## EXTRACT PROVIDED:
──────────
Periodic Reporting for period 3 - MAMSIE (Mixing and Angular Momentum tranSport of massIvE stars)

Reporting period: 2019-01-01 to 2020-06-30

Computations of the chemical enrichment of galaxies and of the Universe as a whole, rely heavily on the outcome of stellar evolutionary theory of massive stars (e.g. Maeder 2009, Langer 2012). Essentially all heavy elements are delivered by stars that get born with several to tens of times the mass of the Sun (hereafter termed massive stars). Theoretical predictions for the evolutionary properties of such massive stars depend strongly on poorly known phenomena like convective overshooting, internal differential rotation, internal magnetic elds, the stellar wind, etc. The joint consequences of these processes for the mixing of chemical species and for the transport and loss of angular momentum throughout the stellar lifetime remain largely unknown. Furthermore, the inclusion of angular momentum transport and turbulent entrainment from the convective core regions are currently still lacking in stellar evolution theory while they hold the potential to explain various recently observed phenomena that have hitherto no explanation in terms of current models (e.g. Tkachenko et al. 2014).
──────────
## SUPPLIED MATERIAL:
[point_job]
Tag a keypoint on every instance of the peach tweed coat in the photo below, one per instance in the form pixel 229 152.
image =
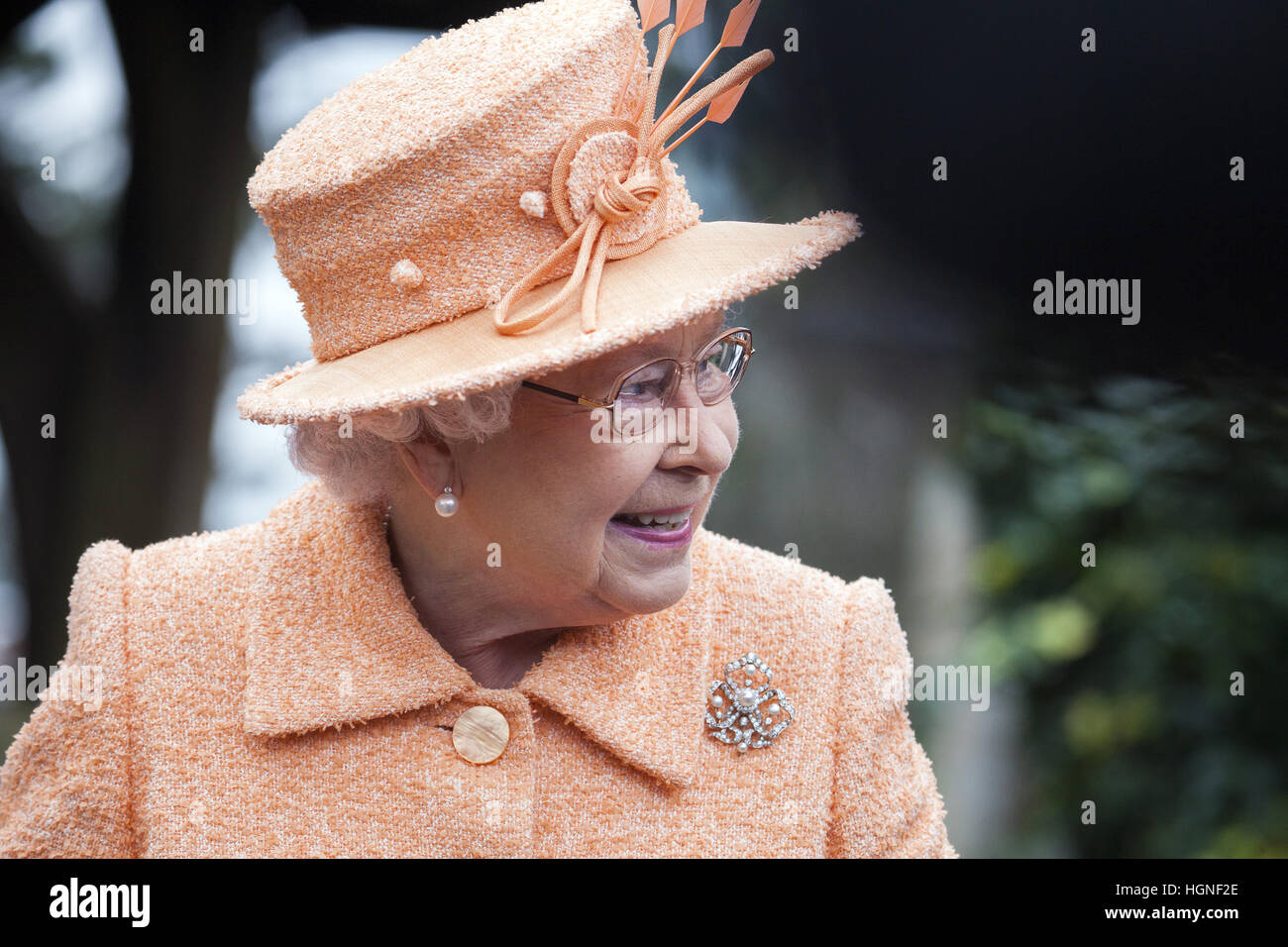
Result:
pixel 269 690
──────────
## WHAT TO WORK ON:
**A)** In the MAMSIE report, what birth mass marks a star as massive?
**B)** Please extend the MAMSIE report on massive stars from where it stops.
The lines have no connection to the MAMSIE report.

## TASK RESULTS:
**A)** Several to tens of times the mass of the Sun.

**B)**
With MAMSIE, we take a novel approach by constructing models for stellar interiors of carefully selected massive stars through the development and application of asteroseismic modelling methods based on detected and identied gravity-mode oscillations. In contrast to pressure-mode oscillations propagating through the envelopes of stars, gravity modes probe the entire stellar interior, all the way from the surface to the core. A large number of such modes has recently been detected by our team in a few carefully selected young massive stars from the CoRoT and Kepler missions. Moreover, hundreds of massive stars in all evolutionary stages were submitted by the MAMSIE team as NASA Guest Observer programme and have recently been observed by the successor of Kepler, termed the K2 mission (Howell et al. 2014).
"Some of the most important publications in our work packages are summarized below.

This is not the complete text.